*Consigne 1*
Traduisez en anglais la phrase « Très clairement, le niveau de dépistage du sida a baissé. », tirée de l'extrait sur le dépistage du VIH en France.
*Consigne 2*
Prolongez l'extrait sur le suivi du VIH en France par un paragraphe qui enchaîne sur sa dernière phrase.

*Extrait du texte*

┌──

Bref, on ne peut rien en déduire. « Parmi ces découvertes de séropositivité, 51% étaient des hétérosexuel·le·s (36% né·e·s à l’étranger, 15% né·e·s en France), 44% des hommes ayant des rapports sexuels avec les hommes (32% nés en France et 12% nés à l’étranger), et 2% des personnes trans contaminées par rapports sexuels et 1% des usagers de drogues injectables. »

C’est un peu maigre comme données. « On n’a aucun élément pour gérer en direct l’évolution des contaminations », se plaint amèrement une professeure de santé publique qui préfère rester anonyme, tant elle se lasse « de répéter tous les ans le même constat ». Faut-il rappeler que près d’une déclaration obligatoire de séropositivité sur deux n’est pas faite, révélant au passage le manque de sérieux sur ce volet des équipes médicales. « Les données épidémiologiques disponibles pour les années récentes, depuis notamment la crise sanitaire associée à la Covid-19, sont rendues peu robustes en raison de la baisse de participation des professionnels de santé à la surveillance, en particulier à celle de l’infection au VIH. Elles doivent donc être interprétées avec prudence », insiste Santé publique France. Ce manque d’informations fiables n’est sans donner quelques inquiétudes. D’abord sur le dépistage : en France, sur le VIH on dépistait énormément, mais un peu n’importe comment. Avec le Covid, les pratiques ont changé, mais sans trop savoir vers quoi. « La crise sanitaire liée au Covid-19 a eu un impact important sur le recours au dépistage, observé à la fois pour le VIH et les IST bactériennes‚ qui malgré une reprise en 2021, peut laisser craindre un retard au diagnostic et une circulation plus importante de ces infections. »

Très clairement, le niveau de dépistage du sida a baissé. Et n’a pas encore retrouvé celui d’avant Covid. En plus, les pratiques de dépistage dans les groupes à risque, en particulier chez les hommes ayant des rapports sexuels avec les hommes, ont évolué. « Le préservatif reste l’outil de protection le plus utilisé. Cependant une baisse continue de son usage est observée… Mais cette baisse est contrebalancée par l’augmentation significative de l’usage de la prophylaxie pré-exposition (PrEP), passant de 7% d’utilisation lors du dernier rapport anal avec un partenaire occasionnel en 2017, à 28% en 2021. »

└──

*Données sources*
┌──

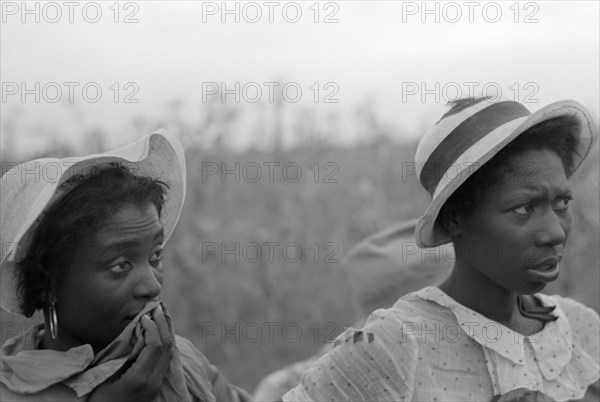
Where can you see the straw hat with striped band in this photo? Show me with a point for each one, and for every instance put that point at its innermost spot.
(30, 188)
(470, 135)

└──
┌──

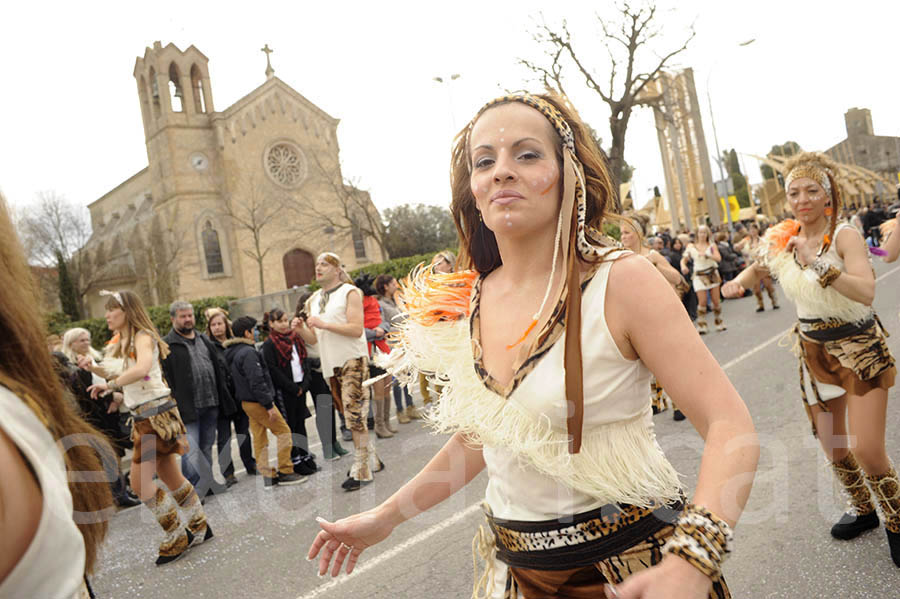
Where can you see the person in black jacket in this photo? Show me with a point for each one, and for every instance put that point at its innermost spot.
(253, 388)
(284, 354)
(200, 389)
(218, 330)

└──

*Réponse 1*
Very clearly, the level of AIDS testing has dropped.

*Réponse 2*
« Casser les chaînes de transmission »
Rappelons que la PrEP est une prévention médicamenteuse, où la personne prend un médicament anti VIH, soit en continu, soit autour du moment où elle a des rapports à risque ; bien pris, cela marche très bien, avec un taux de succès de quasi 100%. Ils sont aujourd’hui près de 40 000, en France, à avoir initié la PrEP. Il n’empêche, en dépit de ce succès, cela n’empêche pas la poursuite de l’épidémie chez les gays. « Le niveau global de prévention contre le VIH n’augmente pas dans cette population d’HSH séronégatifs exposés au risque de contamination. L’ouverture de la primo-prescription de la PrEP en médecine de ville et des actions associatives d’“aller-vers” pourraient permettre de poursuivre la tendance de manière plus soutenue, alors que l’utilisation du préservatif ne cesse de s’éroder. »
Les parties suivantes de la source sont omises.